_What the task requires_.
Without including any images, please transcribe all the lines below exactly.

(Referring expression data)
+++++

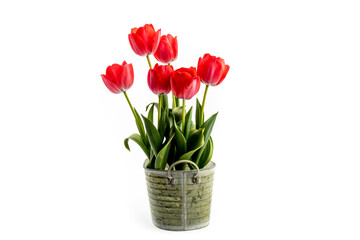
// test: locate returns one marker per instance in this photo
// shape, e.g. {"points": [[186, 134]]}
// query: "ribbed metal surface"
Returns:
{"points": [[184, 205]]}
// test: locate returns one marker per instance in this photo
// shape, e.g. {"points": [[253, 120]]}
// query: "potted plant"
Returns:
{"points": [[178, 150]]}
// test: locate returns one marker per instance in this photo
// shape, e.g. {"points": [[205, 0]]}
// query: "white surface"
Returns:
{"points": [[286, 140]]}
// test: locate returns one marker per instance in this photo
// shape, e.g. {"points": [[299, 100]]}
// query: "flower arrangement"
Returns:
{"points": [[176, 137]]}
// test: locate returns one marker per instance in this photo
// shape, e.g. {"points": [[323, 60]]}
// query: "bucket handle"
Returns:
{"points": [[171, 179]]}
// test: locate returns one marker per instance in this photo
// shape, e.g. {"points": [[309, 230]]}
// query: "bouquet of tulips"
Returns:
{"points": [[176, 136]]}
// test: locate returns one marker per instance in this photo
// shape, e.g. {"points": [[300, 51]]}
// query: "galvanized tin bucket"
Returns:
{"points": [[180, 200]]}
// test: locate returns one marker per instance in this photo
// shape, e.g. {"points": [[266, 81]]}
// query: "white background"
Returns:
{"points": [[287, 138]]}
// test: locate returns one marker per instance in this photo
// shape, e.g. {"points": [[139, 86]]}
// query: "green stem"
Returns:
{"points": [[131, 107], [174, 101], [147, 57], [183, 115], [159, 111], [202, 106]]}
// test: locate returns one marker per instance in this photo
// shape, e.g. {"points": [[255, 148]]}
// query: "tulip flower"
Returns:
{"points": [[159, 79], [144, 40], [184, 84], [212, 71], [159, 82], [167, 50], [119, 78]]}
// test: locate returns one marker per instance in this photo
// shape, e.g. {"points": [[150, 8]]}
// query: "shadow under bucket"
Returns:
{"points": [[180, 200]]}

+++++

_Solution_.
// test: locate returns one marker per instance in this photo
// shape, e.g. {"points": [[186, 134]]}
// query: "ribbed metal surface"
Returns:
{"points": [[184, 205]]}
// test: locate returns one marker per instance in this photo
// shape, e.g. {"points": [[253, 120]]}
// query: "potted plant"
Returns:
{"points": [[178, 150]]}
// test: locate returns one marker per instance in this photo
// shape, e.g. {"points": [[205, 0]]}
// query: "white surface"
Returns:
{"points": [[286, 140]]}
// test: locate returns one marker per instance in this photo
// shape, e.g. {"points": [[299, 100]]}
// query: "flower arrangement"
Returns:
{"points": [[176, 137]]}
// test: locate returns one marker per instance in this photo
// shape, e.g. {"points": [[323, 60]]}
// query: "bucket handle"
Returns:
{"points": [[171, 179]]}
// test: locate returns one marker per instance in this photo
// shape, e.g. {"points": [[309, 230]]}
// query: "bouquet of tulips"
Returns:
{"points": [[176, 136]]}
// test: locate returns one marker per instance in this photo
// shape, e.g. {"points": [[300, 51]]}
// query: "galvanized tin bucket"
Returns:
{"points": [[180, 200]]}
// test: locate returns one marker per instance in this photo
// shape, e.g. {"points": [[266, 81]]}
// query: "white background"
Returns:
{"points": [[287, 138]]}
// test: locate returns one marker per instance in this photo
// shape, e.g. {"points": [[139, 86]]}
// query: "green stem"
Returns:
{"points": [[131, 107], [174, 101], [147, 57], [183, 115], [159, 111], [202, 106]]}
// test: locate returns one marker per instance in this photo
// shape, e.g. {"points": [[255, 148]]}
// query: "tulip flower"
Returns:
{"points": [[159, 79], [144, 40], [184, 84], [212, 71], [159, 82], [167, 50], [119, 78]]}
// test: locate returns one marker per instance in this photo
// shape, e.g. {"points": [[150, 8]]}
// query: "shadow under bucket"
Returns:
{"points": [[180, 200]]}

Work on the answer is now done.